**Objectif A:** Combien de lignes des entrées contiennent le mot "leaf" ? La casse compte, et seul le nombre est attendu.

**Texte:**
◇ ◇ ◇ ◇

"Ces élections ? Qu'on en finisse au plus vite..." Epuisé par les années de crise de l'ère Robert Mugabe, Sifelani Jabangwe espère que le Zimbabwe votera dans le calme le 30 juillet pour pouvoir s'atteler à l'essentiel: la relance de son économie.
"Nous voulons des élections libres, honnêtes, crédibles et reconnues comme telles par le reste du monde", explique cet industriel, "on a perdu trop de temps avec la politique, il est plus que l'heure de remettre l'économie en marche".
Pour Sifelani Jabangwe comme de nombreux autres patrons du pays, le temps presse.
Son entreprise de fabrication de bâches et gants en plastique, James North Zimbabwe, est l'une des dernières encore en activité à Southerton, la zone industrielle de la capitale Harare que la récession a transformée en désert.
Au début des années 2000, Robert Mugabe a ordonné l'éviction manu militari des fermiers blancs qui tenaient encore l'essentiel de l'agriculture du pays.
Sa réforme a détruit le grenier à blé de l'Afrique australe, ruiné la confiance des investisseurs étrangers et précipité l'effondrement de toute l'économie, qui ne s'en est toujours pas relevée près de vingt ans plus tard.
Chômage de masse, hyperinflation, fuite des capitaux, pauvreté généralisée et faillite des services publics, notamment de santé, sont devenus la norme.
Emporté par ce choc, M. Jabangwe a alors réduit ses effectifs de 400 à 150 salariés et recentré son activité sur les produits d'exportation, à destination du Mozambique, du Malawi, du Kenya et du Rwanda notamment.
- 'Fautes économiques' -
Du vainqueur des élections - qui devrait être sauf surprise l'actuel président Emmerson Mnangagwa qui a succédé à Robert Mugabe en novembre - il espère un redémarrage de l'activité.
"Quand toute l'économie fonctionne et que chacun a les moyens d'acheter ce qu'il veut, nous en profitons tous", note M. Jabangwe, par ailleurs président de la Confédération des industries du Zimbabwe, "la normalisation de nos relations avec le reste du monde est vitale".
Les sanctions imposées par l'Occident pour punir la répression de l'ancien régime ont achevé de ruiner le pays.
"Nous titubons depuis des années sous l'effet de nos propres fautes économiques", déplore Shingi Munyeza, qui dirige dans son pays la chaîne de cafés sud-africaine Mugg & Bean.
"Les élections à venir constituent une occasion en or pour notre économie", estime-t-il, "72,5% des Zimbabwéens vivent à ce jour sous le seuil de pauvreté (...) il faut relever le défi de les sortir de cette situation dramatique".
"J'espère que nous en avons fini avec cette classe politique qui maintenait sa domination aux dépens de l'économie et des droits des citoyens", poursuit l'entrepreneur, "il nous faut des dirigeants visionnaires, créatifs et compétents".

◇ ◇ ◇ ◇

**Données de l'exercice:**

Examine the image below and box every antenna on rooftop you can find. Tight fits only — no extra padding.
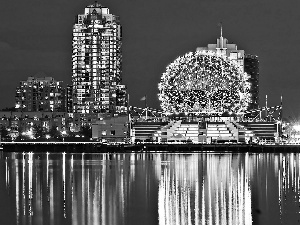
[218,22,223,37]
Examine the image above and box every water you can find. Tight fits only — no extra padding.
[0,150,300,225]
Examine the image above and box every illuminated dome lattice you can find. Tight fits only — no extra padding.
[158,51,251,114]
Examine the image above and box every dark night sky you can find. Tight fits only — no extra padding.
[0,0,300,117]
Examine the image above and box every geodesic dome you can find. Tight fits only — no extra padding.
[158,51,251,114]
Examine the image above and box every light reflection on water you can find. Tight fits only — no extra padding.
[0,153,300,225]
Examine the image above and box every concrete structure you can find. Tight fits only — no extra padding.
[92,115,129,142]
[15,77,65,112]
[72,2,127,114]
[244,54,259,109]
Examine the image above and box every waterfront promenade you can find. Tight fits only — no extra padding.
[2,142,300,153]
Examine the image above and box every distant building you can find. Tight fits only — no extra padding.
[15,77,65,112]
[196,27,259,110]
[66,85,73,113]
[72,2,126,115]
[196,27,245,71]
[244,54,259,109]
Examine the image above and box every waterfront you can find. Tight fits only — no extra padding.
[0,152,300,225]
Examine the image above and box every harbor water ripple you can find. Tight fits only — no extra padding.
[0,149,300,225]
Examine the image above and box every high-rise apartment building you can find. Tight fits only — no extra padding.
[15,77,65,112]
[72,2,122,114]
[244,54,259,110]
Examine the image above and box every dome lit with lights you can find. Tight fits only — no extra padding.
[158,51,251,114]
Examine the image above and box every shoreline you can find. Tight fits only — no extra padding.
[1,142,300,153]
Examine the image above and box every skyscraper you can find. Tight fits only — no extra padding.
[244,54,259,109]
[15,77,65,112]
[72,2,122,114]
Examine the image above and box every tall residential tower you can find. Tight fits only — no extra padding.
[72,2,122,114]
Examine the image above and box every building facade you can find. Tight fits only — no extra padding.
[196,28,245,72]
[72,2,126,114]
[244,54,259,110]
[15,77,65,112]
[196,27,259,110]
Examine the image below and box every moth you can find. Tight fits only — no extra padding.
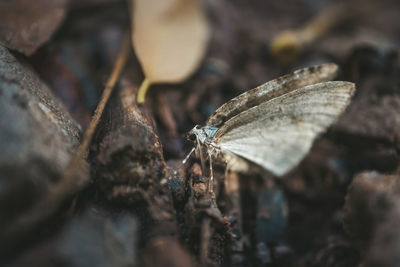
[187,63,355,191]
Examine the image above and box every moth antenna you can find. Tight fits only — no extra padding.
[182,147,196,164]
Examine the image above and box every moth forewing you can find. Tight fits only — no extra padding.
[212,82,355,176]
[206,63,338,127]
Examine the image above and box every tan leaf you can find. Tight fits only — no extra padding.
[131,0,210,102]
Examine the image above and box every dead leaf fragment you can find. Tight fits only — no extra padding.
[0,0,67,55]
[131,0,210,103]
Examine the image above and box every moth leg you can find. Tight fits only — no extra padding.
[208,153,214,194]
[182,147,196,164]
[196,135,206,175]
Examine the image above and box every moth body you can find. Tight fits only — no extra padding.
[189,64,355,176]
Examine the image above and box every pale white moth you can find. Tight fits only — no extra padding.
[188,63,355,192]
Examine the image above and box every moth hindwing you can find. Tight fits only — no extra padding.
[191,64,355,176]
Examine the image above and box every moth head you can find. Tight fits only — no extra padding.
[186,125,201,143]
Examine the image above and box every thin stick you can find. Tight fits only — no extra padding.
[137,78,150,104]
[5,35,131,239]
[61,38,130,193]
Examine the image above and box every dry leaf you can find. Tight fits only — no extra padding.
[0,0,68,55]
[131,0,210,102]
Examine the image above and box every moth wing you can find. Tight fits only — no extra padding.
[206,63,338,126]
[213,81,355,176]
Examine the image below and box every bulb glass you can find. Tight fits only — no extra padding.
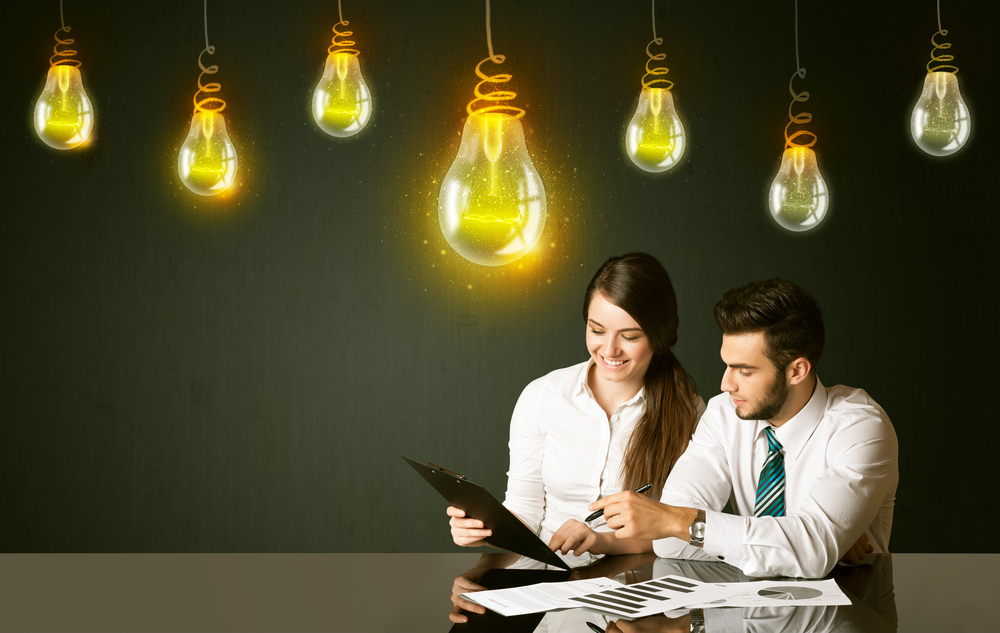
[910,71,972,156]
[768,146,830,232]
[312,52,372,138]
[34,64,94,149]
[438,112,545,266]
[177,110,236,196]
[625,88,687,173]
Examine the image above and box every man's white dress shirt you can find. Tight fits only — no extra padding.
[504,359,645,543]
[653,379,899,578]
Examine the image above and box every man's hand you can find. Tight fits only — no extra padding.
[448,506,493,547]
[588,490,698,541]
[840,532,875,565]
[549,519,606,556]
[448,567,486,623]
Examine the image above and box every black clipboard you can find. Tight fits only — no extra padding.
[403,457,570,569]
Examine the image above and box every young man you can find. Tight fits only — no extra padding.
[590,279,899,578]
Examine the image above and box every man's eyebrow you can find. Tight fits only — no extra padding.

◇ ◇ ◇ ◇

**Objectif B:** Dressez la liste de toutes les personnes nommées dans l'article sur le Zimbabwe.

**Résultat A:** 3

**Résultat B:**
- Sifelani Jabangwe
- Robert Mugabe
- Emmerson Mnangagwa
- Shingi Munyeza